▶ **TO BE DONE**:
• A. In the forum thread about the Lyft staging area at BWI, where is the spot where Uber drivers wait?
• B. Write the next part of the forum thread about the Lyft staging area at BWI, picking up after its last line.

▶ **PASSAGE GIVEN**:
◆ ◆ ◆ ◆ ◆ ◆ ◆
# what's the address of the staging area for Lyft at BWI?



## Urbanappalachian (Dec 11, 2016)

I can't seem to find it as the Lyft tutorial didn't specify an actual address but more like a diagram of "where its at", which means I'd have to drive around to find exactly where this diagram is! LOL. So I drove into where the Uber drivers hang around (since I also drive for Uber) and it's in the cell phone lot area. I noticed that I'm not in the Lyft staging area because the app didn't state how many Lyft drivers were ahead of me and so on plus on the app's map it showed I'm a little off from where I should be exactly. I think the area I should be in is somewhere near Elkridge Landing Rd if I'm not mistaken.


----------



## Lbd2323 (Feb 20, 2017)

Urbanappalachian said:


> I can't seem to find it as the Lyft tutorial didn't specify an actual address but more like a diagram of "where its at", which means I'd have to drive around to find exactly where this diagram is! LOL. So I drove into where the Uber drivers hang around (since I also drive for Uber) and it's in the cell phone lot area. I noticed that I'm not in the Lyft staging area because the app didn't state how many Lyft drivers were ahead of me and so on plus on the app's map it showed I'm a little off from where I should be exactly. I think the area I should be in is somewhere near Elkridge Landing Rd if I'm not mistaken.
◆ ◆ ◆ ◆ ◆ ◆ ◆
(Extracted data entries)
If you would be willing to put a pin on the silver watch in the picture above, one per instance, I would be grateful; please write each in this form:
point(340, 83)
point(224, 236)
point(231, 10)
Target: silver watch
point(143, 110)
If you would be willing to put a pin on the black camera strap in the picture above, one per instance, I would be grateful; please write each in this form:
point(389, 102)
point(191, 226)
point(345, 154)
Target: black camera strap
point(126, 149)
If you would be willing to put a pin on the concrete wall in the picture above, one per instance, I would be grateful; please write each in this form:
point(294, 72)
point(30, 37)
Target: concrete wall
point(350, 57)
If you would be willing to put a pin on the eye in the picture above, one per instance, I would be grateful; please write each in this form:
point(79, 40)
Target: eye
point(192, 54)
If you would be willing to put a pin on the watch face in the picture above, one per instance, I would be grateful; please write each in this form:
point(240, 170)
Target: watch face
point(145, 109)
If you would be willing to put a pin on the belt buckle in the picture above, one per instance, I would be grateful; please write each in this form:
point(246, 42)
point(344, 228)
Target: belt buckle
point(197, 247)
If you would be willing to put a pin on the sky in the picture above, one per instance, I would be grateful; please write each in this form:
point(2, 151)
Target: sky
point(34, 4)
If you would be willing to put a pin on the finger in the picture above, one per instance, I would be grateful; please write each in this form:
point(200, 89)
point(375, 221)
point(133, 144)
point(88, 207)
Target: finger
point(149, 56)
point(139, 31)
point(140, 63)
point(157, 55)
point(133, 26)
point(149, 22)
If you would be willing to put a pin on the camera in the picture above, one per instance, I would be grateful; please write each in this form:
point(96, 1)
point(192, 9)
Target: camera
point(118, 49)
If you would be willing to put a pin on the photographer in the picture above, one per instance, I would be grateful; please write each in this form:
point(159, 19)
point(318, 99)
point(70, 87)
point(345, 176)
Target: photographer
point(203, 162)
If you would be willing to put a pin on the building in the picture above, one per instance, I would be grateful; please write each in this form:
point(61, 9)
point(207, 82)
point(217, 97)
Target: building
◆ ◆ ◆ ◆ ◆ ◆ ◆
▶ **FINAL ANSWERS**:
• A. It's in the cell phone lot area.

• B.
Hit the little button that says navigate... Next to the (star) que indicator

Its a waste of time in that lot... Averaging over 2 hour waits for a trip and if you have to leave the lot... To say, use the restroom, you are kicked to the back of the que... Total bullshit


----------



## Urbanappalachian (Dec 11, 2016)

Oh so I always have to hit the little button next to the star to drive me to the staging area?

Yeah I noticed lots of Uber drivers in the staging lot look like bums waiting for the "big ride of the day". It was depressing I had to leave when there was like 70 ahead of me. I only would wait in the staging area AFTER dropping off a customer at BWI. Maybe some drivers are there to tough it out to see who would leave and the ones to stay wins?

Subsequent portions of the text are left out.